◆ **Data records**
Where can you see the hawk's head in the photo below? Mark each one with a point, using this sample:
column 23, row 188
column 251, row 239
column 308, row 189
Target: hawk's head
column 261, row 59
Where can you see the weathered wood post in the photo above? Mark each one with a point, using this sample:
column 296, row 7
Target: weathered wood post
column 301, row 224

◆ **Exercise brief**
All of the data above needs to be retyped exactly, with each line as it stands.

◆ **Solution to this task**
Where can you see the hawk's head in the photo below? Mark each one with a point, using this sample:
column 23, row 188
column 251, row 239
column 308, row 189
Target: hawk's head
column 261, row 59
Where can you see the weathered wood post in the photo above? Mark each one with a point, using this sample:
column 296, row 7
Target: weathered wood post
column 301, row 224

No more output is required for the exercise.